SET TASK » Everything from the line with "Where can you spot the stork's white" through the last line of the records below should be copied exactly, both ends included.

DATASET ROWS »
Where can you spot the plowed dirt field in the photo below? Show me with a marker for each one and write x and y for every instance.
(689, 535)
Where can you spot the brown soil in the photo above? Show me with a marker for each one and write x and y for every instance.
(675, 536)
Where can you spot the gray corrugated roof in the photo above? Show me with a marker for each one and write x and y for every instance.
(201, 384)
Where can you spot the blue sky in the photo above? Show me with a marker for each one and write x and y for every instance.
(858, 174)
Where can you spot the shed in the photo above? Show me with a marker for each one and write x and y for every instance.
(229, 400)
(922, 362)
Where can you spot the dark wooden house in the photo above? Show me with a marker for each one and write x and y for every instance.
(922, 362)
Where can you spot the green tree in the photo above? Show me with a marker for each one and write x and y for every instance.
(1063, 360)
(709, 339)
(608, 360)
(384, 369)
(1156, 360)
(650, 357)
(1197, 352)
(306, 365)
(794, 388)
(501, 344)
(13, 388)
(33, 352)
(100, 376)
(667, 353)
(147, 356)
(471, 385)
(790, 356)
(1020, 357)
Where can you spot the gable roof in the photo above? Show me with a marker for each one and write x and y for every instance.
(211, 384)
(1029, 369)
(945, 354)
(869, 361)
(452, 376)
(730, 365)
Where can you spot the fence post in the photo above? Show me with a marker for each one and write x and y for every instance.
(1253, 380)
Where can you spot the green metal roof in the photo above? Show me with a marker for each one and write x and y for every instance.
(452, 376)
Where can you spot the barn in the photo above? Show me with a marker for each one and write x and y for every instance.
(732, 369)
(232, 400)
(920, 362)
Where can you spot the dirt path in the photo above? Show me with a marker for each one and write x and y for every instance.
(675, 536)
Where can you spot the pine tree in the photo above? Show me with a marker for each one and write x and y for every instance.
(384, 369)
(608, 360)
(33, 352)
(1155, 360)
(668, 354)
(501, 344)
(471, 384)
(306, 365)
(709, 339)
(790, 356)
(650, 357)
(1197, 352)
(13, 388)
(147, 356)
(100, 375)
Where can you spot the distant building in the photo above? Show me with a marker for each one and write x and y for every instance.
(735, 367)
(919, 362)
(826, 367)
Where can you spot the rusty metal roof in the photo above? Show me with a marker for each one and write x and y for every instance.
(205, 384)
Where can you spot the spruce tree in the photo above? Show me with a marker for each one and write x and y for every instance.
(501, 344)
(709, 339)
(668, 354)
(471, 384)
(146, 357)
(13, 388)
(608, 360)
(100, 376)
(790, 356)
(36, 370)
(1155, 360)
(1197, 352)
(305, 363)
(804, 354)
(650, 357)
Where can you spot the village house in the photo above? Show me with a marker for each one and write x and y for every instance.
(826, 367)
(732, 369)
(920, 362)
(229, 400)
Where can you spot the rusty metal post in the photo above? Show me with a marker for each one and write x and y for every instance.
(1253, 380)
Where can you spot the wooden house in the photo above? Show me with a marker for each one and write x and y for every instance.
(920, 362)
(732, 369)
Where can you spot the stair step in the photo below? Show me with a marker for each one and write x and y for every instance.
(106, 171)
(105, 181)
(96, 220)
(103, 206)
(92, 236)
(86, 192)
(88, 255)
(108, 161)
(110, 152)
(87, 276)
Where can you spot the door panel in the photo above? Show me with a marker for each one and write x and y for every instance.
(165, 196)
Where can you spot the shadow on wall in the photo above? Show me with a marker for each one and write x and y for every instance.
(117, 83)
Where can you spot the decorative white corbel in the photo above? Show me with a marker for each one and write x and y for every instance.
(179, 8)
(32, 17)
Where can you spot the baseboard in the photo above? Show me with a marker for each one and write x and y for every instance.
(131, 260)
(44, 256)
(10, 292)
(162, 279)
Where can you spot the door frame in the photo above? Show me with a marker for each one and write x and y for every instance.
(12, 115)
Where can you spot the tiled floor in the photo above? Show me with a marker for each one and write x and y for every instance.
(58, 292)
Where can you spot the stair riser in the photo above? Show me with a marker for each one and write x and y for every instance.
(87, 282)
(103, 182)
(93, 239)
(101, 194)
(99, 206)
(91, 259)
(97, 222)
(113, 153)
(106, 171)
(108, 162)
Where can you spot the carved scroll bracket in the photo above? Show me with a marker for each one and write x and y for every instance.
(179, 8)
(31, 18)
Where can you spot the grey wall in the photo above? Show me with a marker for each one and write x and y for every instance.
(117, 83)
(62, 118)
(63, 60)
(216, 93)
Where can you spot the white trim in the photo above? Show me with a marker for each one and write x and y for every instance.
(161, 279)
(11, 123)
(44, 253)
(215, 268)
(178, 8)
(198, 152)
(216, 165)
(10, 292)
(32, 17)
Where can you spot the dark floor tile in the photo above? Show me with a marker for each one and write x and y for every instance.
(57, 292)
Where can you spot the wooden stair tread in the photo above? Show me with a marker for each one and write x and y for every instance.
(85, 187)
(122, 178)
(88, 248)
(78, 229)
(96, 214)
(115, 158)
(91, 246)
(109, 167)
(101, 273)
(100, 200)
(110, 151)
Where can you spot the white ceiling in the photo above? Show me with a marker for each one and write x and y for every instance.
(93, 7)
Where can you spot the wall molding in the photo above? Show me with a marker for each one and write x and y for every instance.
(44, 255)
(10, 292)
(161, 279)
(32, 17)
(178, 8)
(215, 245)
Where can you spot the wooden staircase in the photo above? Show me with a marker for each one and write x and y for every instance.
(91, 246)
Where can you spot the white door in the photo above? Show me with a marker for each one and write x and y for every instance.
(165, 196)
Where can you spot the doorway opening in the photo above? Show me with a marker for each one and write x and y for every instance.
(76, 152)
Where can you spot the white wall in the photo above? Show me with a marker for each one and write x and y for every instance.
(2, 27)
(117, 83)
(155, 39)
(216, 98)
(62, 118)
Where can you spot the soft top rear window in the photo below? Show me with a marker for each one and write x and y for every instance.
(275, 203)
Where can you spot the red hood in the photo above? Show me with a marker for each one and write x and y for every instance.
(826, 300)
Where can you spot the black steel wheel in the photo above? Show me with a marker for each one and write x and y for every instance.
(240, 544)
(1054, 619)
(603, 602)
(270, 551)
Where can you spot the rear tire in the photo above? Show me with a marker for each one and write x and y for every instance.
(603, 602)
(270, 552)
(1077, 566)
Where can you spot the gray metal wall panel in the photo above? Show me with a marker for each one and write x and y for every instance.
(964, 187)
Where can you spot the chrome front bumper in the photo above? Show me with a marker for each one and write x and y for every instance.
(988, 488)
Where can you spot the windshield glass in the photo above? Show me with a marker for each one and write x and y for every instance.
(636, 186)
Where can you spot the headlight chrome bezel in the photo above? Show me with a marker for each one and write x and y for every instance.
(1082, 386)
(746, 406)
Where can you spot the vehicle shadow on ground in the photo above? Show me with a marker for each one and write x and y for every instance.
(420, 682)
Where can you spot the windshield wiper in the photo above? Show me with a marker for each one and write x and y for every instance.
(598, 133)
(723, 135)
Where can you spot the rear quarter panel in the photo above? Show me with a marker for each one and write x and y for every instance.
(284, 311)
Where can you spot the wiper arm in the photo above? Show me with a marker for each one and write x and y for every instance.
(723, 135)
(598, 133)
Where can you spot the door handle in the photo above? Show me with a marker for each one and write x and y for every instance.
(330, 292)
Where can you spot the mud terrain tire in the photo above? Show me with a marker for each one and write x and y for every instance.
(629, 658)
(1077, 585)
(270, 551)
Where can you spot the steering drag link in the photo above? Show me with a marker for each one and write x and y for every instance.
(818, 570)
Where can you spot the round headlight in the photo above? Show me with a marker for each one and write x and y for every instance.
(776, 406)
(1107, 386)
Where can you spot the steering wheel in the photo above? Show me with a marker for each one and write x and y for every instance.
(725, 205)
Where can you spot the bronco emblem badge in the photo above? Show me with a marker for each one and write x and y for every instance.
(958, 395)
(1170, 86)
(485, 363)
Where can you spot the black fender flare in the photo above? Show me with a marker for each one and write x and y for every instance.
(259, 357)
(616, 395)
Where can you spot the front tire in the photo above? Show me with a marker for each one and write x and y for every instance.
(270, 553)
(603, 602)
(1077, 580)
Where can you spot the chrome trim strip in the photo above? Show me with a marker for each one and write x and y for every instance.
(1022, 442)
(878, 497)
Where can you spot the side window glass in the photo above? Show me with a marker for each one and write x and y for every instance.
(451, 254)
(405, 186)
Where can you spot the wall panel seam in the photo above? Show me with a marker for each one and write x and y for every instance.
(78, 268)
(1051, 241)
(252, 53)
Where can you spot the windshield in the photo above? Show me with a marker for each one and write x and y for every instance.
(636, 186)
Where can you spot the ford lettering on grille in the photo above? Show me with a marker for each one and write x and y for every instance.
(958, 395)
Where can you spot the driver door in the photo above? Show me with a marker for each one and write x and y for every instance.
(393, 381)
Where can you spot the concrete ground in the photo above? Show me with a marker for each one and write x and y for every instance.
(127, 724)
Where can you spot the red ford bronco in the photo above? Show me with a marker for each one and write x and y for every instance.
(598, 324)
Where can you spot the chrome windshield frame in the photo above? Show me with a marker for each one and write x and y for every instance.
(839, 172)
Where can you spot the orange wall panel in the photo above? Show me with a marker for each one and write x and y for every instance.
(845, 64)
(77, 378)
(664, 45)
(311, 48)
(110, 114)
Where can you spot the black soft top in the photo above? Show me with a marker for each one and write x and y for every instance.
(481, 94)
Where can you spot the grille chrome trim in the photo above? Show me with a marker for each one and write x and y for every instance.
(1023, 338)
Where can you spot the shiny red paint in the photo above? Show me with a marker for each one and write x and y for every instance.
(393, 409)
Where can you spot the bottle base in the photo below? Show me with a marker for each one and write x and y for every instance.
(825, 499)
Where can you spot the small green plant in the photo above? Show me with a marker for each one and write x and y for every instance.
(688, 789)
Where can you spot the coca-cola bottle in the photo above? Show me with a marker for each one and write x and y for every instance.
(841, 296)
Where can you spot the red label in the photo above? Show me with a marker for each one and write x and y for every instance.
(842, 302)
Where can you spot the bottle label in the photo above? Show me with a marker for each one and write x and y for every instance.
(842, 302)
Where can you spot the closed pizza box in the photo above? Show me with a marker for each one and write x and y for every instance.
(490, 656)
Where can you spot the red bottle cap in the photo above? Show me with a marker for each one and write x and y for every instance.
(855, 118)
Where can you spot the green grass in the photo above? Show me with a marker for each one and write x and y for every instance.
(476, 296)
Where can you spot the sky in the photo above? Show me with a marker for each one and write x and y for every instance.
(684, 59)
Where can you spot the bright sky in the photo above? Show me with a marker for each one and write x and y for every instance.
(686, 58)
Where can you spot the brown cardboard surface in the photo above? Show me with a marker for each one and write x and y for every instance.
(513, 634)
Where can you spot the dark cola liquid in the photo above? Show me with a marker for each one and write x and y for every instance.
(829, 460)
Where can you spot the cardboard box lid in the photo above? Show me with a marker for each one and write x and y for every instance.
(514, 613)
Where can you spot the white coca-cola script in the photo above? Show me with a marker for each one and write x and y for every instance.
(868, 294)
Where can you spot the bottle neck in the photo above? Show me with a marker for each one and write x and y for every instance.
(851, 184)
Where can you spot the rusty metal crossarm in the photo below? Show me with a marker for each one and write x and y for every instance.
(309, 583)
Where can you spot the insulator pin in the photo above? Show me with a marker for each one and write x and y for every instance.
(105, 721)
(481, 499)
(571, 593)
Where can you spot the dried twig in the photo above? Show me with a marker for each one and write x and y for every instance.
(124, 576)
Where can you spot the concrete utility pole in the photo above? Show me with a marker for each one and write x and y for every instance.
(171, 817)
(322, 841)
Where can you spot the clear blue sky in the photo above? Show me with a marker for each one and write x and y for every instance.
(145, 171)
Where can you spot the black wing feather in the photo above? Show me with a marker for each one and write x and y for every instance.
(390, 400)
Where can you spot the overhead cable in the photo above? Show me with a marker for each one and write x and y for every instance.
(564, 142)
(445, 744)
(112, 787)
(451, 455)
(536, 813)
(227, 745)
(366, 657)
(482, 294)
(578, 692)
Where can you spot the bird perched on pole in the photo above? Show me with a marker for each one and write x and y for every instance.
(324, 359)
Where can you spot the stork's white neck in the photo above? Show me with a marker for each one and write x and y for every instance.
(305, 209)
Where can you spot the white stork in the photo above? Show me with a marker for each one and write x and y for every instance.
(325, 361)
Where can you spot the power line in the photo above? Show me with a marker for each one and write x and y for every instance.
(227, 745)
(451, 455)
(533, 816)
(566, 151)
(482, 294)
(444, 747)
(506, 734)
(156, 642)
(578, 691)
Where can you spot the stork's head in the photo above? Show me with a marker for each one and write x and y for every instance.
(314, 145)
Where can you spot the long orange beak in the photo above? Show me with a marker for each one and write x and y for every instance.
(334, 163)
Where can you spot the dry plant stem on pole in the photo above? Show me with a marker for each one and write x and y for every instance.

SOLUTION »
Where can you spot the stork's white neck in the photo above? Show me with a marker for each one and write x and y for every instance.
(305, 209)
Where can you spot the white stork in the photo above? Show me with a marker for each one and write x and y for every instance.
(325, 361)
Where can you spot the power line in the photo above? Show me with a marker for each one and write x and y for every instance.
(227, 745)
(451, 455)
(533, 816)
(566, 151)
(482, 294)
(444, 747)
(506, 734)
(156, 642)
(578, 691)
Where can you spot the stork's head in the photo above? Show me with a marker for each one and write x and y for every instance.
(314, 145)
Where can you spot the long orange beak in the photo above? Show me with a marker for each one and write x and y for every instance.
(334, 163)
Where can you spot the dry plant stem on pole in the photo above? Show me with a marker for each one and write x and y for every instance.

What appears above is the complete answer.